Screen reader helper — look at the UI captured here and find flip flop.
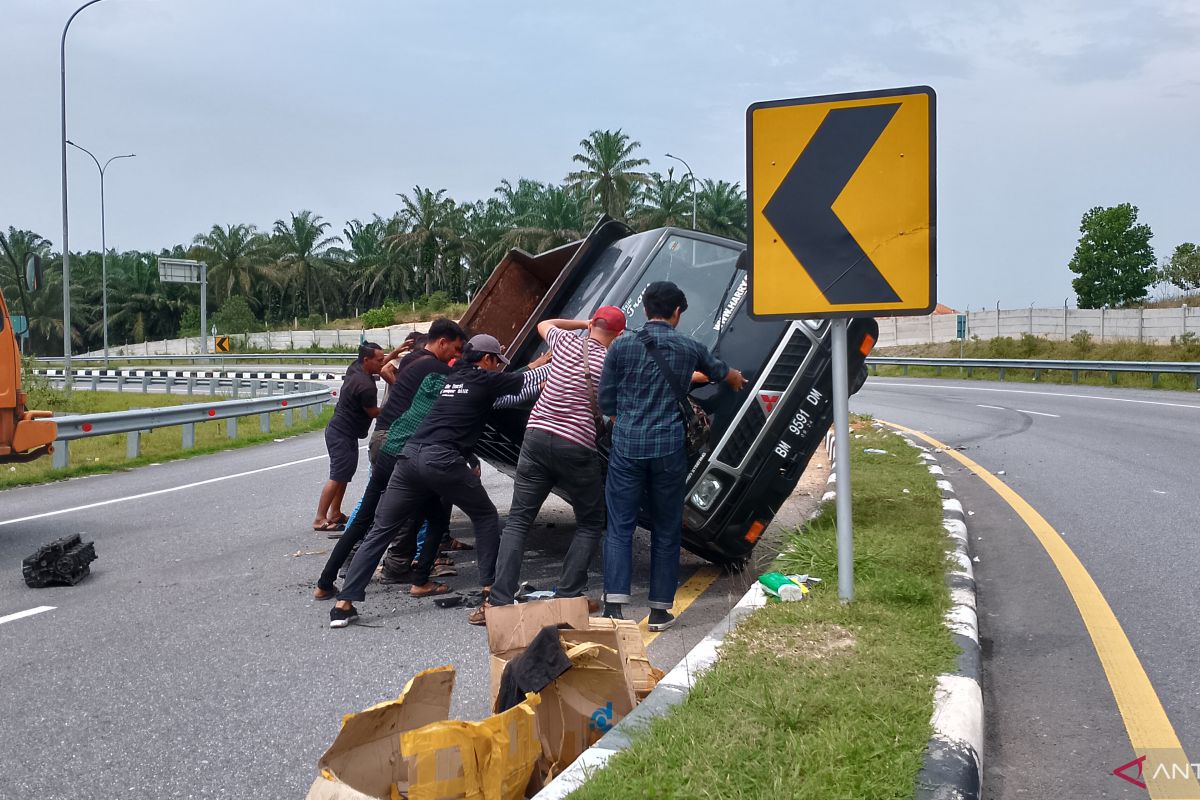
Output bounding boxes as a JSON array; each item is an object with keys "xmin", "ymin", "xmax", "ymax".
[
  {"xmin": 312, "ymin": 521, "xmax": 344, "ymax": 532},
  {"xmin": 431, "ymin": 565, "xmax": 458, "ymax": 578},
  {"xmin": 333, "ymin": 514, "xmax": 349, "ymax": 525},
  {"xmin": 435, "ymin": 557, "xmax": 454, "ymax": 567},
  {"xmin": 448, "ymin": 538, "xmax": 474, "ymax": 551},
  {"xmin": 410, "ymin": 581, "xmax": 451, "ymax": 598}
]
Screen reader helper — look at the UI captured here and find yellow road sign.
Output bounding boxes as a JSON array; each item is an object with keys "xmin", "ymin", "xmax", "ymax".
[
  {"xmin": 214, "ymin": 335, "xmax": 231, "ymax": 353},
  {"xmin": 747, "ymin": 86, "xmax": 936, "ymax": 319}
]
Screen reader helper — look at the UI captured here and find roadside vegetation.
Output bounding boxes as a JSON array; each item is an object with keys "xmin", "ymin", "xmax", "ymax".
[
  {"xmin": 874, "ymin": 332, "xmax": 1200, "ymax": 391},
  {"xmin": 2, "ymin": 128, "xmax": 748, "ymax": 359},
  {"xmin": 5, "ymin": 383, "xmax": 331, "ymax": 490},
  {"xmin": 571, "ymin": 422, "xmax": 955, "ymax": 800}
]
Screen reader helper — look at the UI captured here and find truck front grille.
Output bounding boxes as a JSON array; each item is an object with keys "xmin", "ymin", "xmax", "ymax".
[{"xmin": 760, "ymin": 333, "xmax": 812, "ymax": 392}]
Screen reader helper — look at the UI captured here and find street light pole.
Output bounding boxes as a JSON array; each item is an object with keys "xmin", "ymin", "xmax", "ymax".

━━━━━━━━━━━━━━━━━━━━━━━━━━━━━━

▸ What you have to do
For this exercise, transcribe the entries verbatim and skip all pictures.

▸ Task response
Screen reader helper — look at the UI captured here and find flip flop.
Output bounding boxes as a JSON array; each item is an object with keys "xmin", "ymin", "xmax", "ymax".
[
  {"xmin": 312, "ymin": 521, "xmax": 344, "ymax": 532},
  {"xmin": 431, "ymin": 565, "xmax": 458, "ymax": 578},
  {"xmin": 333, "ymin": 514, "xmax": 349, "ymax": 525},
  {"xmin": 435, "ymin": 557, "xmax": 454, "ymax": 567},
  {"xmin": 448, "ymin": 538, "xmax": 474, "ymax": 551},
  {"xmin": 410, "ymin": 581, "xmax": 451, "ymax": 598}
]
Screen reader helper — look at the UI captured here and find yellow road sign.
Output bounding boxes as a JSON array; each item is an object with keys "xmin", "ymin", "xmax", "ymax".
[
  {"xmin": 214, "ymin": 335, "xmax": 231, "ymax": 353},
  {"xmin": 747, "ymin": 86, "xmax": 936, "ymax": 319}
]
Screen reader helper — look at the UI captured here and find roadside vegetation.
Output bounding boxes as a JSON array; each item is an object with keys "xmin", "ymin", "xmax", "ymax".
[
  {"xmin": 874, "ymin": 332, "xmax": 1200, "ymax": 391},
  {"xmin": 2, "ymin": 128, "xmax": 748, "ymax": 359},
  {"xmin": 5, "ymin": 383, "xmax": 331, "ymax": 490},
  {"xmin": 571, "ymin": 422, "xmax": 955, "ymax": 800}
]
Screen reader helper — look at the UI captured here and find truck front grille.
Output bounding boxes as a JSON array; each item is an object with keys "xmin", "ymin", "xmax", "ymax".
[{"xmin": 760, "ymin": 333, "xmax": 812, "ymax": 392}]
Screen reader helper — look at the UI captured here and find street light pole.
Output bounding boxes as a JSON array; each item is an object with keys "xmin", "ymin", "xmax", "ymax".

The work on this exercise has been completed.